_SOAL YANG DIBERIKAN 1_
Tolong terjemahkan kalimat dari berita tentang penataan PKL di Pamulang ini ke dalam bahasa Inggris: "Menurut Desman, di dalam Perda tersebut jelas tertulis bahwa tangung jawab dalam penataan pedagang kaki lima terletak pada Wali Kota."

_KUTIPAN_
+---+

Terkait PKL, DPD APKLI Minta Pemkot Tangsel Lakukan Pendampingan
detaktangsel.com PAMULANG – DPD Asosiasi Pedagang Kaki Lima (APKLI) Kota Tangerang Selatan berharap penataan PKL dilaksanakan sesuai dengan aturan hukum yang berlaku. Harapan itu disampaikan Ketua DPD APKLI Kota Tangsel Desman Ariando mewakili anggotanya, saat diminta komentarnya tentang upaya penertiban dan penataan PKL di Pamulang, khususnya PKL yang terkena dampak proyek pembangunan infrasturuktur jalan Provinsi Banten di ruas Jalan Siliwangi Pamulang, Jumat (27/11).
Dalam kesempatan tersebut, Desman mengungkapkan, pada intinya pedagang kali lima (PKL) yang diwakili APKLI mendukung peningkatan infrastruktur jalan yang dilakukan oleh Pemerintah Provinsi Banten, khususnya di Jalan Siliwangi. Menurutnya, terkait dengan pelebaran jalan Siliwangi tersebut, dari data APKLI, pedagang kaki lima yang terkena efek/dampak proyek tersebut hampir berjumlah 100 pedagang.
“Dalam kaitannya dengan proyek tersebut, pedagang kaki lima bukan tidak mau pindah. Tetapi ini menjadi permasalahan yang terus berulang-ulang, di mana pemerintah daerah (pemkot Tangsel) selalu menggunakan Peraturan tentang Ketertiban Umum dalam menangani pedagang kaki lima. Padahal, seperti kita ketahui bahwa pemerintah daerah Kota Tangsel sudah mempunyai Peraturan Daerah nomor 8 Tahun 2014 tentang Penataan dan pemberdayaan pedagang kaki lima. Karenanya, APKLI ingin agar pemerintah Kota melaksanakan kaidah-kaidah atau pun amanat dari peraturan daerah tersebut dalam hal penanganan pedagang kaki lima, dan bukan menggunakan paradigma ketertiban umum, dan itu menjadi dasar pemahaman kita bersama,” papar Desman.
Menurut Desman, di dalam Perda tersebut jelas tertulis bahwa tangung jawab dalam penataan pedagang kaki lima terletak pada Wali Kota. Dalam Pasal 3 disebutkan bahwa tugas Wali Kota dalam penataaan pedagang kaki lima itu ada Lima, yakni Pendanaan pedagang kaki lima, Pendaftaran pedagang kaki lima, Penetapan lokasi pedagang kaki lima, Relokasi, dan Peremajaan lokasi PKL.

+---+

_DATA SUMBER_
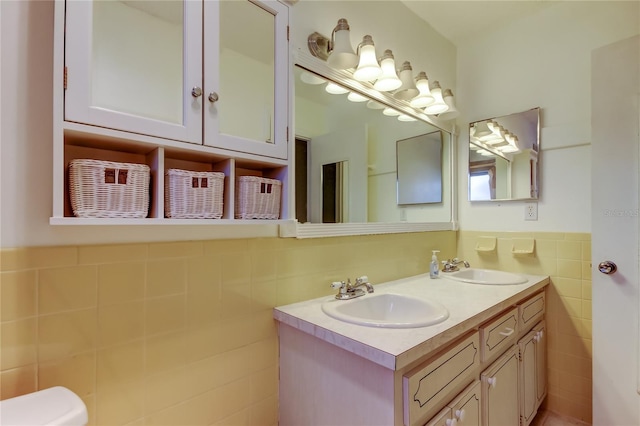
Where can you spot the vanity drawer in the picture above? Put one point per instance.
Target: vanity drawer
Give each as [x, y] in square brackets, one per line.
[426, 388]
[498, 334]
[531, 311]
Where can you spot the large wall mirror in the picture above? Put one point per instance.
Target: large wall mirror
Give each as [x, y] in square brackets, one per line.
[504, 157]
[349, 140]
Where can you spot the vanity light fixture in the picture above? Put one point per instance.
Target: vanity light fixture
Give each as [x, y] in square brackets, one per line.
[452, 112]
[335, 89]
[368, 67]
[337, 50]
[438, 106]
[356, 97]
[390, 112]
[424, 97]
[408, 90]
[388, 80]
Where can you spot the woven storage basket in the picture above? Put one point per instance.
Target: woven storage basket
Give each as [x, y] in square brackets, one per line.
[108, 189]
[257, 198]
[193, 195]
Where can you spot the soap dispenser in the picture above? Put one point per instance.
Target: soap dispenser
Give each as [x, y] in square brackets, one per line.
[434, 266]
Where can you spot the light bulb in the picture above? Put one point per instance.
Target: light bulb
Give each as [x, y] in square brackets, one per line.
[424, 97]
[368, 67]
[438, 106]
[407, 90]
[388, 80]
[342, 56]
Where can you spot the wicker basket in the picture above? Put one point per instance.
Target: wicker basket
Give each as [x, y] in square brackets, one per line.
[108, 189]
[257, 198]
[193, 195]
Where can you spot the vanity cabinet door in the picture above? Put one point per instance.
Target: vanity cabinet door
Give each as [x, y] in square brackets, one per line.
[532, 372]
[135, 67]
[500, 391]
[246, 70]
[466, 409]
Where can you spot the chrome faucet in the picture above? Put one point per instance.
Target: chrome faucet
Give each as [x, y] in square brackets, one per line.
[347, 291]
[451, 265]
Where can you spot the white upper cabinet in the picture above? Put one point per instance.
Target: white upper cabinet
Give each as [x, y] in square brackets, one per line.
[132, 66]
[213, 73]
[246, 76]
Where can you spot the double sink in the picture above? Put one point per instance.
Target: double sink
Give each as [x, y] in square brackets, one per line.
[394, 310]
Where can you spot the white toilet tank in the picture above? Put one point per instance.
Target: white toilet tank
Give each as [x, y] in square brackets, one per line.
[56, 406]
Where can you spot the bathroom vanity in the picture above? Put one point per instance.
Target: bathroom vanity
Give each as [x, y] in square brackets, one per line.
[482, 365]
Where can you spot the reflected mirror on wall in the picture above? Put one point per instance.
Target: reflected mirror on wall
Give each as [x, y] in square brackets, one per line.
[347, 127]
[504, 157]
[419, 169]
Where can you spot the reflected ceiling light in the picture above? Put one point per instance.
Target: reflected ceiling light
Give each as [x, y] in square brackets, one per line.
[452, 112]
[481, 129]
[310, 78]
[424, 97]
[356, 97]
[438, 106]
[341, 55]
[337, 51]
[374, 105]
[391, 112]
[334, 89]
[405, 117]
[368, 67]
[388, 80]
[407, 90]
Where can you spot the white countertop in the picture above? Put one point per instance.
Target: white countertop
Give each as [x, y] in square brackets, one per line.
[469, 305]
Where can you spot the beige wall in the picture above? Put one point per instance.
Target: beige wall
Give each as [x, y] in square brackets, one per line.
[566, 258]
[175, 333]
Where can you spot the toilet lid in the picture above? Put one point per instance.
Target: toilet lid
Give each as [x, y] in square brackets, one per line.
[54, 406]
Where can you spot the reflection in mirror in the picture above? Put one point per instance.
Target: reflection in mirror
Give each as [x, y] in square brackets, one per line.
[503, 157]
[420, 169]
[346, 126]
[335, 192]
[128, 73]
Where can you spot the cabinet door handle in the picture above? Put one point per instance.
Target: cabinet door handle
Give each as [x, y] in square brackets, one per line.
[196, 92]
[509, 332]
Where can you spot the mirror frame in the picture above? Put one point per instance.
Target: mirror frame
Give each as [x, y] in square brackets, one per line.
[536, 172]
[292, 228]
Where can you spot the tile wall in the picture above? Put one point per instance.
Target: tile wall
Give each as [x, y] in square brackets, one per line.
[175, 333]
[566, 258]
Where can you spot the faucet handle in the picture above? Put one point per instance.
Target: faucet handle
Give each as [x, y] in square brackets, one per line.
[337, 284]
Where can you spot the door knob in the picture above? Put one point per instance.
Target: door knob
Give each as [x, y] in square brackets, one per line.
[607, 267]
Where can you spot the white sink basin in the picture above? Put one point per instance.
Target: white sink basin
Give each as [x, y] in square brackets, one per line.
[485, 276]
[387, 310]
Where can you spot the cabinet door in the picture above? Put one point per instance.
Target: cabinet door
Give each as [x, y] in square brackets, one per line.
[528, 376]
[466, 408]
[541, 362]
[246, 70]
[133, 66]
[500, 391]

+---+

_SOAL YANG DIBERIKAN 2_
Kumpulkan semua baris dari catatan di atas yang memuat kata "door". Huruf besar dan kecil dibedakan.

_KELUARAN LENGKAP 1_
According to Desman, the regional regulation clearly states that the responsibility for organizing street vendors lies with the mayor.

_KELUARAN LENGKAP 2_
Where can you spot the vanity cabinet door in the picture above? Put one point per instance.
Target: vanity cabinet door
Where can you spot the cabinet door handle in the picture above? Put one point per instance.
Target: cabinet door handle
Where can you spot the door knob in the picture above? Put one point per instance.
Target: door knob
Where can you spot the cabinet door in the picture above? Put one point per instance.
Target: cabinet door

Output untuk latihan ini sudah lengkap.